▸ **AIM**
Reproduce the items below word for word, from the line containing "Pick out every instance of the dirt road" through the line containing "Target | buck's head", and leave out any pictures.

-- begin EXERCISE INPUTS --

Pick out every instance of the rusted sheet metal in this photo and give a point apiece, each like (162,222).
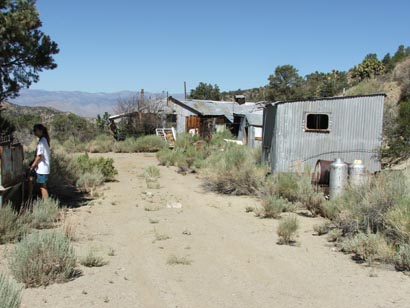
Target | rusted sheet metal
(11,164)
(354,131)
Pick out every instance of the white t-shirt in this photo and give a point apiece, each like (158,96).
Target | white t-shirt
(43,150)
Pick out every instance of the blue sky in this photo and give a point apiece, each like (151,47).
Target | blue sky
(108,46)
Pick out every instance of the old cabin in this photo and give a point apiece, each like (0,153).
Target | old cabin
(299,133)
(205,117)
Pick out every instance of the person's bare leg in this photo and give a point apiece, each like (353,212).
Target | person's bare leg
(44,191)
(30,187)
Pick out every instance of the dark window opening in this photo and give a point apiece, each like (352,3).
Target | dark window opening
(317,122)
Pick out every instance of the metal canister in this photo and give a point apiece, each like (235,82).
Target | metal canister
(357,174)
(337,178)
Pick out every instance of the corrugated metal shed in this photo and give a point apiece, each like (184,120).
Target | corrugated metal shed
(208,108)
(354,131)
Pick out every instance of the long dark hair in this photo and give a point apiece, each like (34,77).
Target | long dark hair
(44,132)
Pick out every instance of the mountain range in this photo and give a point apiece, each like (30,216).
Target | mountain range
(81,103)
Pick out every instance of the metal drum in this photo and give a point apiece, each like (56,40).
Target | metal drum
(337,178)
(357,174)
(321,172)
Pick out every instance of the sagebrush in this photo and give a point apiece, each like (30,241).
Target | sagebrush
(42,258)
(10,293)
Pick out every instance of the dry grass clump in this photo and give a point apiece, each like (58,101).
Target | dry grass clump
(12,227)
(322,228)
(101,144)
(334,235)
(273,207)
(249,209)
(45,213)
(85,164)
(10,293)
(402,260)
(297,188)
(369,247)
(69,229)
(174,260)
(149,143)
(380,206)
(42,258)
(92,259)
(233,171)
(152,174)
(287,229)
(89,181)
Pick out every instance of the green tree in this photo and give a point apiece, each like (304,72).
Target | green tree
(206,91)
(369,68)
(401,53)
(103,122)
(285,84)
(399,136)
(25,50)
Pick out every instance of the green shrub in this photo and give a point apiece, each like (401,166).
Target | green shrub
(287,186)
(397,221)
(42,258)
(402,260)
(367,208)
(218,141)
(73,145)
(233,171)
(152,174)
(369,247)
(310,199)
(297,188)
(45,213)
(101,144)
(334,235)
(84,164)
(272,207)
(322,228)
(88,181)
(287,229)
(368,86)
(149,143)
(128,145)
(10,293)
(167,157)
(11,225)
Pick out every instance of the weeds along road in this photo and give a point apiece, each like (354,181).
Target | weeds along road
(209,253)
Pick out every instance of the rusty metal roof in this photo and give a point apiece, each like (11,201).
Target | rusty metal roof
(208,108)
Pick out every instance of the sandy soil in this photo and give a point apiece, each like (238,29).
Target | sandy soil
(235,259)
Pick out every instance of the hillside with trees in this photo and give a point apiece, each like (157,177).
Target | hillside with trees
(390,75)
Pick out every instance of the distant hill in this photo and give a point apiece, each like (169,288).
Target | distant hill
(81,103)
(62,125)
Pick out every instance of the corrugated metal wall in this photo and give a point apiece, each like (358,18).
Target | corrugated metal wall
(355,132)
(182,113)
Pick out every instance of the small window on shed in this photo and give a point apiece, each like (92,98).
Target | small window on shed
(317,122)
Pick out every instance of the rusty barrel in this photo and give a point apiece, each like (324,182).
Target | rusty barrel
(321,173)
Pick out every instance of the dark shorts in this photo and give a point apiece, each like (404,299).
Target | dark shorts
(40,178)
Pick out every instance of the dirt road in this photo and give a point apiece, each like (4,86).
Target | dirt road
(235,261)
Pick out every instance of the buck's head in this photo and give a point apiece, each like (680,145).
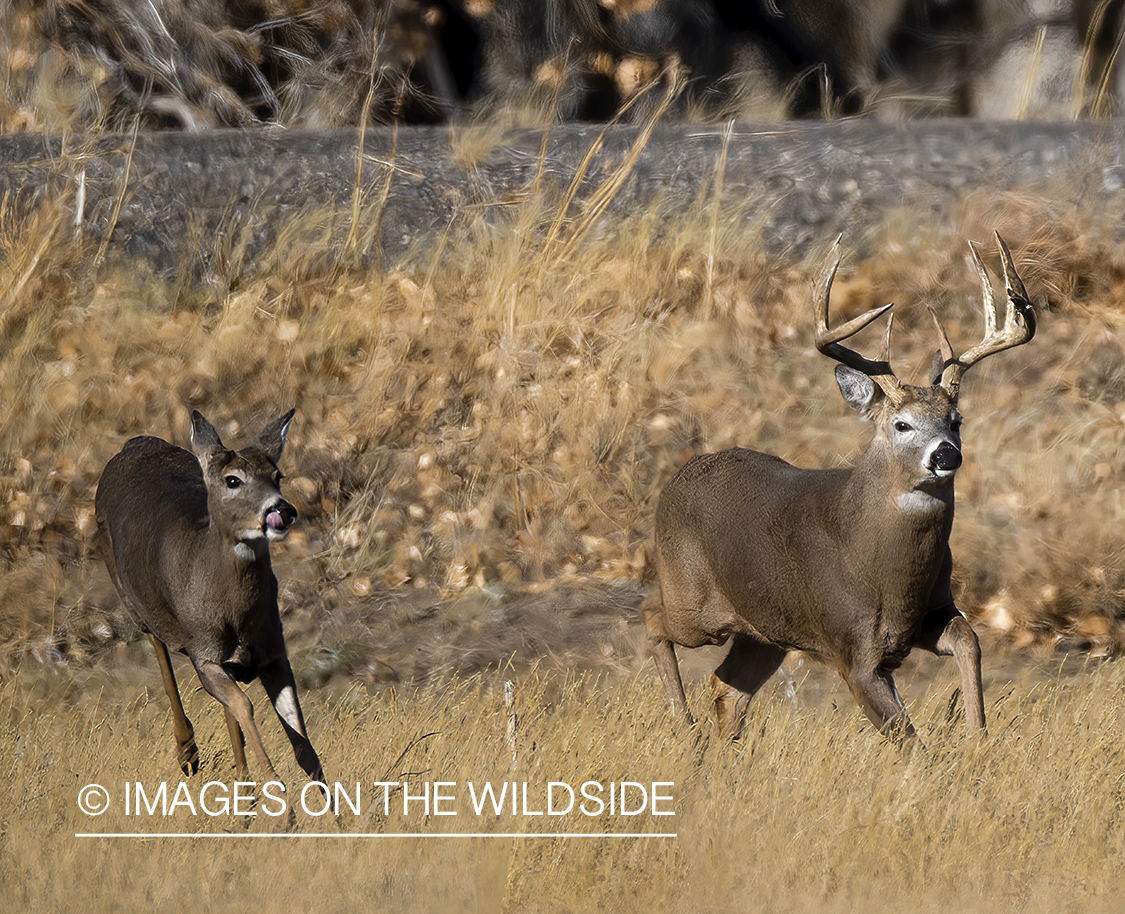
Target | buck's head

-- end EXERCISE INPUTS --
-- begin EXERCISE INPUTS --

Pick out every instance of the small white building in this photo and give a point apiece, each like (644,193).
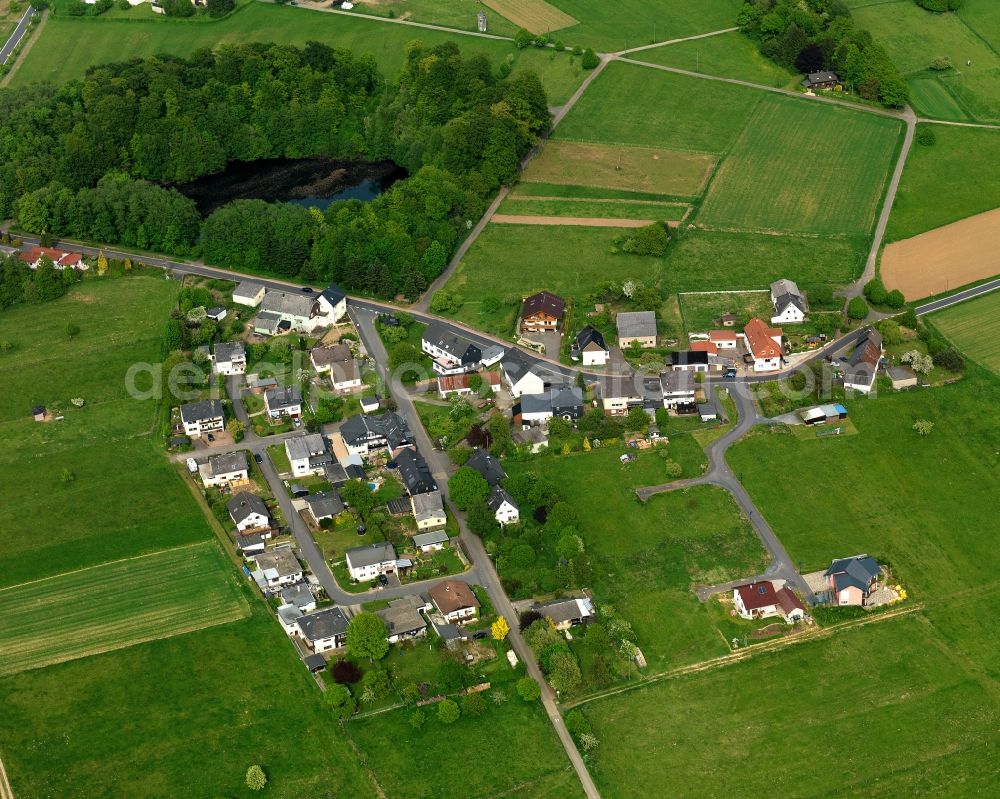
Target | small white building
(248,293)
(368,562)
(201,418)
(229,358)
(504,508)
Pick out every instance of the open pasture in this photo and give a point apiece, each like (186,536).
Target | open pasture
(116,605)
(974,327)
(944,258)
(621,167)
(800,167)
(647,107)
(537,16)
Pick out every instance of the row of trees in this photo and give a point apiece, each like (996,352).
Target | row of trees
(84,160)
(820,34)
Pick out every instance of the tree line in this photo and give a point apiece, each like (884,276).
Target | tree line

-- end EXERCISE INPUTS --
-- begin EXERCISE INPUTS --

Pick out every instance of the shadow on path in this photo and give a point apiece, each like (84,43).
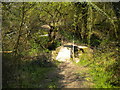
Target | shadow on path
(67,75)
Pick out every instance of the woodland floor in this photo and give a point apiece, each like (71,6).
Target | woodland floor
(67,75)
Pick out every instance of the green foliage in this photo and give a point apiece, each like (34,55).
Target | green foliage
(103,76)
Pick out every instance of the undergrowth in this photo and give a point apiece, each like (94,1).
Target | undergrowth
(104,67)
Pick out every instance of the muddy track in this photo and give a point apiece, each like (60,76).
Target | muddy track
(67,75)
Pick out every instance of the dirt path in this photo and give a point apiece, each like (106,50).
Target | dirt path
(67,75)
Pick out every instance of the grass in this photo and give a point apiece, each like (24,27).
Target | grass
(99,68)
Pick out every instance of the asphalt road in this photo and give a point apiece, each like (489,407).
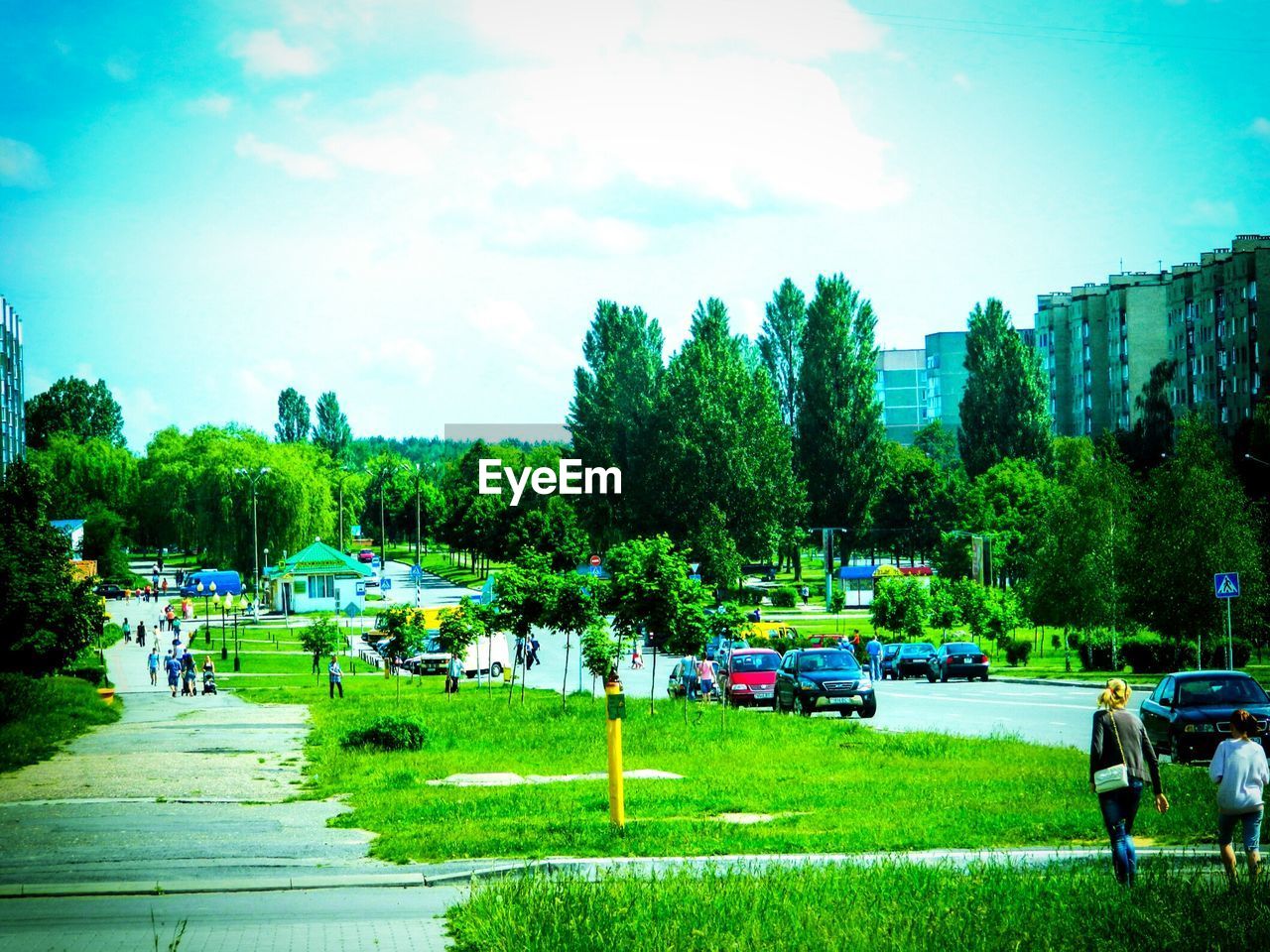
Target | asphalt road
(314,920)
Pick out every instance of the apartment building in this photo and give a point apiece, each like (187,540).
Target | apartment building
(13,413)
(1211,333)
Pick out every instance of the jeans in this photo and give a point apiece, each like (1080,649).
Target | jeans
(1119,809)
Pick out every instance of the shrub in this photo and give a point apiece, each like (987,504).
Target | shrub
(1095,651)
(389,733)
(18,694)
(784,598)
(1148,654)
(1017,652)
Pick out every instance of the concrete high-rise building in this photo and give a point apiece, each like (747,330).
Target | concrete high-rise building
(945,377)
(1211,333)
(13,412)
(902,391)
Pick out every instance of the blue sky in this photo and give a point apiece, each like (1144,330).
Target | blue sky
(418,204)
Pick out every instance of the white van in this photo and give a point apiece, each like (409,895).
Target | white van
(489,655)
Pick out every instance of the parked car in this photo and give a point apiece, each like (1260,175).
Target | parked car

-- end EXERCISE INPUTS --

▸ **EXERCISE ANSWER**
Pick out every instance of the dirt road in this photo and give a point apiece, each like (4,86).
Target | dirt road
(235,261)
Pick out every instance of the buck's head in this photo and give a point apiece, each like (680,145).
Target | buck's head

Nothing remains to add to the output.